> Aufgaben
**1.** Beantworten Sie anhand des Textauszugs über Friedrich Ludwig Bisky die folgenden Fragen:
(a) Wo hielt Antonia Beran ihren Vortrag?
(b) An welchem Tag wurde Friedrich Ludwig Bisky geboren?
(c) In welchem Jahr wurde sein Vater nach Genthin versetzt?
**2.** Übersetzen Sie den folgenden Satz aus dem Textauszug über Friedrich Ludwig Bisky ins Englische: „Der Vater, bei der Gendamerie tätig, war 1815 in die Stadt am Kanal versetzt worden.“
**3.** Schreiben Sie aus dem Textauszug über Friedrich Ludwig Bisky den Abschnitt von "Vor 200 Jahren" bis "zu finden sind." wortgetreu ab.

> Textauszug
========================

Vor 200 Jahren wurde in Genthin Friedrich Ludwig Bisky geboren. Aus diesem Anlass erinnerte Antonia Beran an den Sohn der Stadt.

Von Mike Fleske 19.10.2017, 01:01

Genthin l Mit einer besonderen Persönlichkeit, die durchaus Pflichtprogramm für Heimat- und Personenforscher der Region hätte sein können, beschäftigte sich Antonia Beran in einem Vortrag. Leider hatten sich nur wenige Zuhörer in der Stadt- und Kreisbibliothek eingefunden. Schade, denn die Kreismuseumsleiterin widmete sich sehr anschaulich dem Leben und Wirken Ludwig Biskys, dessen Wurzeln in Genthin zu finden sind.

Denn am 19. Oktober 1817 kam Friedrich Ludwig Bisky als Sohn von Wilhelmine und Carl Gustav Bisky in Genthin zur Welt. Der Vater, bei der Gendamerie tätig, war 1815 in die Stadt am Kanal versetzt worden. Noch drei weitere Kinder gehörten zur Familie, Carl, Minna und Charlotte, die zwischen 1812 und 1816 geboren wurden.

========================

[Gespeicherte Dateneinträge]
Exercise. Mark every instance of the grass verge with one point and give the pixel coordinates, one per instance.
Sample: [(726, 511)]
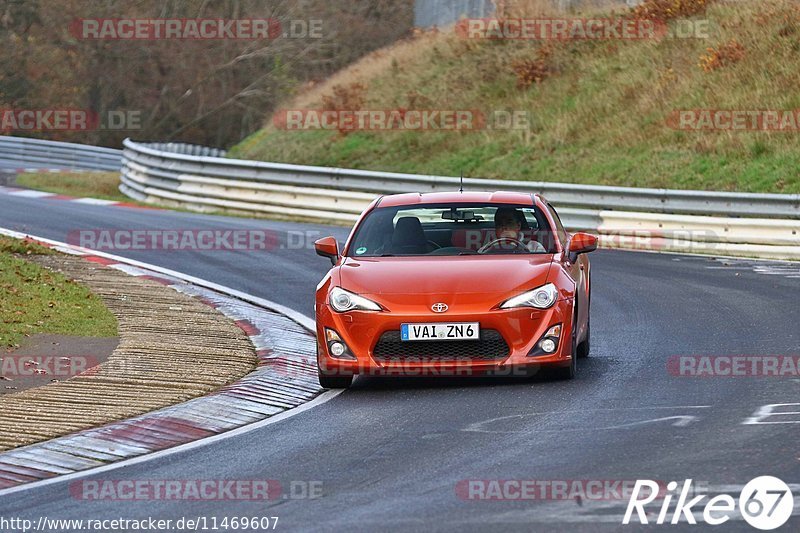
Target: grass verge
[(598, 111), (36, 300)]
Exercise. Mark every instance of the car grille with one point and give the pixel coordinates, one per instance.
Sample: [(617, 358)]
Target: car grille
[(490, 347)]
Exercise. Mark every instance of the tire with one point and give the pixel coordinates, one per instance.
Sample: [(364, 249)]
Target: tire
[(328, 381)]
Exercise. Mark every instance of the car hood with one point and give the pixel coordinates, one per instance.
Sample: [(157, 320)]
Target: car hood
[(464, 279)]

========================

> Lösungen
**1.**
(a) In der Stadt- und Kreisbibliothek.
(b) Am 19. Oktober 1817.
(c) 1815.

**2.** The father, who worked for the gendarmerie, had been transferred to the town on the canal in 1815.

**3.**
Vor 200 Jahren wurde in Genthin Friedrich Ludwig Bisky geboren. Aus diesem Anlass erinnerte Antonia Beran an den Sohn der Stadt.

Von Mike Fleske 19.10.2017, 01:01

Genthin l Mit einer besonderen Persönlichkeit, die durchaus Pflichtprogramm für Heimat- und Personenforscher der Region hätte sein können, beschäftigte sich Antonia Beran in einem Vortrag. Leider hatten sich nur wenige Zuhörer in der Stadt- und Kreisbibliothek eingefunden. Schade, denn die Kreismuseumsleiterin widmete sich sehr anschaulich dem Leben und Wirken Ludwig Biskys, dessen Wurzeln in Genthin zu finden sind.